[START EXCERPTED RECORDS]

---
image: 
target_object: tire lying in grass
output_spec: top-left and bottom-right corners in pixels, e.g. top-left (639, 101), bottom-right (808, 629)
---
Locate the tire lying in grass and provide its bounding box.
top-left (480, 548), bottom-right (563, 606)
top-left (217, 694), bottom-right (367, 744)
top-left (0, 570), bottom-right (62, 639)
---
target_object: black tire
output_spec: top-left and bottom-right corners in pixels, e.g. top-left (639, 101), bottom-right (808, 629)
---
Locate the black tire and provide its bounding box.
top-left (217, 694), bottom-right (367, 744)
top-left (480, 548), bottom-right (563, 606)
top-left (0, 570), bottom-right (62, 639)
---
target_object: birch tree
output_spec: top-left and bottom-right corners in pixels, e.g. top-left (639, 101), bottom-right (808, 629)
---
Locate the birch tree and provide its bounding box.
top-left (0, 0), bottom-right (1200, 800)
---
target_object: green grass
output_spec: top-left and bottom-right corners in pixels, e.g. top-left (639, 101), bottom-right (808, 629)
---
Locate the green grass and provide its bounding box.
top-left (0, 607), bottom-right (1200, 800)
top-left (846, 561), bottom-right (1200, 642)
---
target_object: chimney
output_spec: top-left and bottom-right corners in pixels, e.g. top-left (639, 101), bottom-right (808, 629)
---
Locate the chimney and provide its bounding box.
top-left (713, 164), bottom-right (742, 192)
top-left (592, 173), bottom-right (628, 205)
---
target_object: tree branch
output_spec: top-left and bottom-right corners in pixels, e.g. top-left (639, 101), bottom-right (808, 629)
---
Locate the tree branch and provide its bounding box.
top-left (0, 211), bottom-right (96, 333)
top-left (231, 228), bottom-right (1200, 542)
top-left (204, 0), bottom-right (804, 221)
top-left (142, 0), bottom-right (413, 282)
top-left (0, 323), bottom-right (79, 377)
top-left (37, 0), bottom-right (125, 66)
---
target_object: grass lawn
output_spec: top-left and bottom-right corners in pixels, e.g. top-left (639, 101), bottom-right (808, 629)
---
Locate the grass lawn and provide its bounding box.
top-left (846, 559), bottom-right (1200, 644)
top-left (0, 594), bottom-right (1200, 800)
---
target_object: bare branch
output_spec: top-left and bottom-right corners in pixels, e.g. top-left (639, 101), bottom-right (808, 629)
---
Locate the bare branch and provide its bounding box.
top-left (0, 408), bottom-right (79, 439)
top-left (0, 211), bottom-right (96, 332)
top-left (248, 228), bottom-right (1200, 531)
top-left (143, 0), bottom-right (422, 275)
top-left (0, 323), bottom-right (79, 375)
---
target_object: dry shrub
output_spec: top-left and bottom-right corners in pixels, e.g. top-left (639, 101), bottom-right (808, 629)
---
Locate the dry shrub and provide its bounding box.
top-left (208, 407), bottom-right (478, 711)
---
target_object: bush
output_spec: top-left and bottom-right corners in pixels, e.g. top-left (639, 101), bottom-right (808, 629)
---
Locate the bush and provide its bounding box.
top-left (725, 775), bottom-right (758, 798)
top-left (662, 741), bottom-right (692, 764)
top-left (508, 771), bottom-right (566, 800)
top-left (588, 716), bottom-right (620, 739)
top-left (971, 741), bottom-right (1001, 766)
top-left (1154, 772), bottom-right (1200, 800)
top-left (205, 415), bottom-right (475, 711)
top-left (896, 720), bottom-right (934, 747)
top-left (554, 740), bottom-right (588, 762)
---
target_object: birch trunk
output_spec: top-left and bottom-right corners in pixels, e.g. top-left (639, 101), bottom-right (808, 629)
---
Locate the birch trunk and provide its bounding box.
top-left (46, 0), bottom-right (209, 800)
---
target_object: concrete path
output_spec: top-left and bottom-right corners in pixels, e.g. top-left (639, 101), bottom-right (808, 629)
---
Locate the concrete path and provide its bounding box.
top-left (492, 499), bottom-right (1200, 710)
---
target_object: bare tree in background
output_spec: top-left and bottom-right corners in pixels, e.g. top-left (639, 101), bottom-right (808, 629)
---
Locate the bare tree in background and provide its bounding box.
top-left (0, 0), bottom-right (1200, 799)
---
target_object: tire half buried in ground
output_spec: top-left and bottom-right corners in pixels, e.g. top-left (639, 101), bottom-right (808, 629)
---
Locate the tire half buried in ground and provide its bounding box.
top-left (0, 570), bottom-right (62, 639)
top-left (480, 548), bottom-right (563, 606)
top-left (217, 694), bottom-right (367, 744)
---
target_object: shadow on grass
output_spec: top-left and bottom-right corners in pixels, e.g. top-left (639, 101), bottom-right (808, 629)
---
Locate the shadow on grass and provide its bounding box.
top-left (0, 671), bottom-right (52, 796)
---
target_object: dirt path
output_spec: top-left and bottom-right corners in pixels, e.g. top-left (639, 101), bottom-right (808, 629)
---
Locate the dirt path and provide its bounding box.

[END EXCERPTED RECORDS]

REQUIREMENT — Can you repeat the rows with every "bounding box" renamed to "enclosing rectangle", changing nothing else?

SOLUTION FOR THIS TASK —
---
image: 
target_object: tire lying in grass
output_spec: top-left and bottom-right corners in pixels, e.g. top-left (639, 101), bottom-right (808, 629)
---
Locate the tire lying in grass and provide its enclosing rectangle.
top-left (480, 548), bottom-right (563, 606)
top-left (217, 694), bottom-right (367, 744)
top-left (0, 570), bottom-right (62, 639)
---
target_object: black tire
output_spec: top-left and bottom-right corners in pixels, e.g. top-left (639, 101), bottom-right (808, 629)
---
Locate the black tire and provide its enclosing rectangle.
top-left (217, 694), bottom-right (367, 744)
top-left (480, 548), bottom-right (563, 606)
top-left (0, 570), bottom-right (62, 639)
---
target_object: birch tree
output_spec: top-left and bottom-right corners in pixels, e.g. top-left (639, 101), bottom-right (808, 629)
---
Locate the birch tree and provide its enclosing rectangle.
top-left (0, 0), bottom-right (1200, 800)
---
target_object: green grass
output_spec: top-left and bottom-right corners in pixels, e.g. top-left (639, 101), bottom-right (808, 629)
---
Locate the green grass and provide its enclosing rectangle.
top-left (0, 607), bottom-right (1200, 800)
top-left (846, 561), bottom-right (1200, 642)
---
target_object: chimney
output_spec: top-left and bottom-right corners in pixels, e.g. top-left (639, 101), bottom-right (808, 629)
---
Locate the chimney and provide its enclosing rectangle.
top-left (713, 164), bottom-right (742, 192)
top-left (592, 173), bottom-right (628, 205)
---
target_object: tree branch
output_spec: top-left and bottom-right corners in pixels, e.g. top-left (639, 101), bottom-right (808, 629)
---
Locate the tree branch and provide its enclosing rectangle.
top-left (0, 211), bottom-right (96, 333)
top-left (231, 228), bottom-right (1200, 542)
top-left (204, 0), bottom-right (804, 221)
top-left (142, 0), bottom-right (413, 282)
top-left (0, 323), bottom-right (79, 377)
top-left (37, 0), bottom-right (125, 66)
---
target_object: grass lawn
output_spec: top-left and bottom-right corners in pixels, e.g. top-left (639, 101), bottom-right (808, 629)
---
Locate the grass lawn and provide its enclosing rectangle.
top-left (846, 559), bottom-right (1200, 644)
top-left (0, 594), bottom-right (1200, 800)
---
target_object: bare branch
output_spec: top-left and bottom-right corners in pixels, e.g. top-left (639, 101), bottom-right (808, 629)
---
Locate the bare branch and provide its enclosing rectangle.
top-left (0, 408), bottom-right (79, 439)
top-left (0, 211), bottom-right (96, 332)
top-left (248, 228), bottom-right (1200, 531)
top-left (143, 0), bottom-right (422, 275)
top-left (0, 323), bottom-right (79, 375)
---
target_object: dry shrub
output_spec: top-left and bottom-right corners in pixels, e.g. top-left (639, 101), bottom-right (808, 629)
---
Locate the dry shrub and provide its enclosing rectangle.
top-left (208, 407), bottom-right (478, 711)
---
target_object: bush
output_spec: top-left and bottom-right corners in pixels, e.g. top-left (639, 101), bottom-right (808, 629)
---
Locate the bush and provide its enclosing rectangle.
top-left (725, 775), bottom-right (758, 798)
top-left (662, 741), bottom-right (692, 764)
top-left (508, 771), bottom-right (566, 800)
top-left (588, 716), bottom-right (620, 739)
top-left (971, 741), bottom-right (1001, 766)
top-left (1154, 772), bottom-right (1200, 800)
top-left (205, 415), bottom-right (475, 711)
top-left (896, 720), bottom-right (934, 747)
top-left (554, 740), bottom-right (588, 762)
---
target_object: birch trunk
output_spec: top-left and bottom-right corners in pixels, e.g. top-left (639, 101), bottom-right (808, 629)
---
Locate the birch trunk and provide its enclosing rectangle.
top-left (46, 0), bottom-right (209, 800)
---
target_object: concrete path
output_spec: top-left and bottom-right corners in pixels, e.g. top-left (639, 101), bottom-right (808, 629)
---
Locate the concrete path and provide its enclosing rectangle.
top-left (492, 499), bottom-right (1200, 710)
---
target_object: bare tree in background
output_spec: top-left and bottom-right corners in pixels, e.g. top-left (639, 101), bottom-right (808, 629)
---
Locate the bare tree in background and provide its enclosing rectangle.
top-left (0, 0), bottom-right (1200, 799)
---
target_object: tire half buried in ground
output_spec: top-left and bottom-right corners in pixels, e.g. top-left (639, 101), bottom-right (808, 629)
---
Locate the tire half buried in ground and provide its enclosing rectangle.
top-left (0, 570), bottom-right (62, 639)
top-left (480, 548), bottom-right (563, 606)
top-left (217, 694), bottom-right (367, 744)
---
target_object: shadow on grass
output_spec: top-left and bottom-right corners in pixels, e.g. top-left (639, 101), bottom-right (808, 629)
---
Locate the shadow on grass and provide its enclosing rectangle.
top-left (0, 671), bottom-right (52, 796)
---
target_object: dirt path
output_spec: top-left and bottom-right corners in pixels, e.g. top-left (639, 101), bottom-right (808, 629)
---
Locate the dirt path and provide its enclosing rectangle.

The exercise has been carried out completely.